**Document:**
################

Skip to main content

A tool for storing and analyzing manuscript-scale computational chemistry data

Project description

reptar

A tool for storing and analyzing manuscript-scale computational chemistry data

Documentation

Build Status codecov GitHub release (latest by date) DOI License GitHub repo size Black style Black style

MotivationInstallationFile TypesKey-value pairsWorkflowLicense

Motivation

The computational chemistry community often fails to openly provide raw and/or processed data used to draw their scientific conclusions.

For large projects, frameworks such as QCArchive, Materials Project, Pitt Quantum Repository, ioChem-BD and many others provide great storage solutions. This approach would not be practical for fluid data pipelines and small-scale projects such as a single manuscript.

Alternatively, you could use individual files in formats such as JSON, XML, YAML, npz, etc. These are great options for customizable data storage with their own advantages and disadvantages. However, you often must choose between (1) a standardized parser that might not support your workflow or (2) writing your own.

Reptar is designed for easy data storage and analysis for individual projects. Customizable parsers provide a simple way to extract new data without submitting issues and pull requests (although this is highly encouraged). While files are the heart of reptar, it strives to be file-type agnostic by providing the same interface for all supported file types. The result is a user-specified file streamlined for analysis in Python and archival on places such as GitHub and Zenodo.

Installation

You can install reptar from PyPI by using pip install reptar. Or, the latest development version can be installed directly from the GitHub repository or from TestPyPI.

git clone https://github.com/aalexmmaldonado/reptar
cd reptar
pip install .

File types

Reptar supports four file types with a single interface: exdir, zarr, JSON, and npz. JSON is a text file for storing key-value pairs with few dimensions (i.e., no large arrays). NumPy's npz format is useful for arrays; however, no nesting is possible and loading data often requires postprocessing for 0D arrays (e.g., np.array('data')).

Exdir is a simple, yet powerful open file format that mimics the HDF5 format with metadata and data stored in directories with YAML and npy files instead of a single binary file. For more detailed information, please read this Front. Neuroinform. article about exdir. Zarr is a similar hierarchical data format for chunked and compressed NumPy-like arrays and JSON attributes. Both of these file types provide several advantages such as mixing human-readable and binary files, being easier for version control, and only loading requested portions of arrays into memory.

Key-value pairs

All data is stored under a key-value pair within the reptar framework. The key tells reptar where the data is stored and is conceptually related to standard file paths (without file extensions). Nested data is specified by separating the nested keys with a /. For example, energy_pot, md_run/geometry, and entity_ids are all valid keys. Note that gradients and /gradients would translate to the same value (/ species the "root" of the file).

################

**Excerpted data:**
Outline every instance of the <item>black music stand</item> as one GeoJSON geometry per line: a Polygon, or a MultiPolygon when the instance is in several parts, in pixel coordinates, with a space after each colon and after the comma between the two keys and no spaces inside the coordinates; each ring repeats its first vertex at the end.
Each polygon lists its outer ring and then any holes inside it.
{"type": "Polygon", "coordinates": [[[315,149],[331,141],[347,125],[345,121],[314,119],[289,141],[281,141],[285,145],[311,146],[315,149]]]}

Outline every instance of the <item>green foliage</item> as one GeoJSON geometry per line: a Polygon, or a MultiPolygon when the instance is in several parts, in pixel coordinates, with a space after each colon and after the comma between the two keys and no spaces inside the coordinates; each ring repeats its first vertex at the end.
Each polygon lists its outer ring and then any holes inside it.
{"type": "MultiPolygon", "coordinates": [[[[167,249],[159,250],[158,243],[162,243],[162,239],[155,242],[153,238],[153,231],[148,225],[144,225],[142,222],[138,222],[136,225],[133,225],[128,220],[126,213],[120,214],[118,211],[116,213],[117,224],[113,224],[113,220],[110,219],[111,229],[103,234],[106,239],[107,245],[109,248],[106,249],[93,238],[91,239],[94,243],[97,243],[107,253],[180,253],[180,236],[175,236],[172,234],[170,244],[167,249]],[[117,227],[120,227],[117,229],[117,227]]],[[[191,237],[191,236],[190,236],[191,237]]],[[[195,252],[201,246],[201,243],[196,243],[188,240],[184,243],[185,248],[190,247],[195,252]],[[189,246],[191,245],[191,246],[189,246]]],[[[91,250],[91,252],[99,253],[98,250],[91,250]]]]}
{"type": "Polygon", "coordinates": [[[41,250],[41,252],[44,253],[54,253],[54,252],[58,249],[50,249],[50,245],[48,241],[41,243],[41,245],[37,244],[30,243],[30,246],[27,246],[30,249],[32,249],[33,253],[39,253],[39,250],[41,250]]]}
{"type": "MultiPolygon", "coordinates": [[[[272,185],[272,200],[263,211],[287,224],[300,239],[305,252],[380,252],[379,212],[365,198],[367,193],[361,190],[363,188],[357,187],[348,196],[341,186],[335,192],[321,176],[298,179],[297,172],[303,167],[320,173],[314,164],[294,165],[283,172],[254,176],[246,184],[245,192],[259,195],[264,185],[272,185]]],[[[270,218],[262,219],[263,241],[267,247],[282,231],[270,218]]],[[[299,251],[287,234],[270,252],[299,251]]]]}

################

**Task set:**
1/ Answer these from the reptar project description:
(a) Which four file types does reptar support?
(b) What command installs reptar from PyPI?
(c) What character separates nested keys?
2/ Using the reptar project description, state whether each statement agrees with it:
(a) Exdir keeps metadata and data in a single binary file.
(b) The npz format allows nested data.
(c) The keys gradients and /gradients point to the same value.
3/ Resume the reptar project description after its last sentence.

**Answers for the tasks:**
1/
(a) exdir, zarr, JSON, and npz
(b) pip install reptar
(c) /

2/
(a) No: "metadata and data stored in directories with YAML and npy files instead of a single binary file"
(b) No: "no nesting is possible"
(c) Yes: "Note that gradients and /gradients would translate to the same value"

3/
Workflow

Storing data

We refer to a "reptar file" as any file that can be used with the reptar.File class. Creating a reptar file starts by having a set of data files generated from some calculation. Paths to these data files are passed into reptar.Creator.from_calc that extracts information using a reptar.parser class. Information parsed from these files, parsed_info, is then used to populate a reptar.File object.

Data can also be manually added by using File.put(key, data) where key is a string specifying where to store the data.

Accessing data

Data can be added or retrieved using the same interface regardless of the underlying file format (e.g., exdir, JSON, and npz). The only thing required is the respective key specifying where it is stored. Then, File.get(key) can retrieve the data.

When working with JSON and npz files, File.save() must be explicitly called after any modification.

Writing to other formats

Other packages often require data to be formatted in their own specific way. Reptar provides ways to extract data from reptar files using File.get(key) and passing it into the desired reptar.writer function. Reptar currently automates the creation of:

License

Distributed under the MIT License. See LICENSE for more information.

Project details


Download files

Download the file for your platform. If you're not sure which to choose, learn more about installing packages.

Source Distribution

reptar-0.1.0.tar.gz (93.5 kB view details)

Uploaded Source

Built Distribution

reptar-0.1.0-py3-none-any.whl (95.0 kB view details)

Uploaded Python 3

File details

Details for the file reptar-0.1.0.tar.gz.

File metadata

  • Download URL: reptar-0.1.0.tar.gz
  • Upload date:
  • Size: 93.5 kB
  • Tags: Source
  • Uploaded using Trusted Publishing? No
  • Uploaded via: twine/4.0.1 CPython/3.9.16

File hashes

Hashes for reptar-0.1.0.tar.gz
Algorithm Hash digest
SHA256 5bab29a12ece11e0b45014f3b715e3c45bbc09d9bebe5c55f58d1acef5395e98
MD5 86fb256b49fed86a306273289d2c953a
BLAKE2b-256 93f2f94aefc8cfb1a5bbf7652eecac97cdcc99bbe5c80f6ef3c4710c96357306

See more details on using hashes here.

File details

Details for the file reptar-0.1.0-py3-none-any.whl.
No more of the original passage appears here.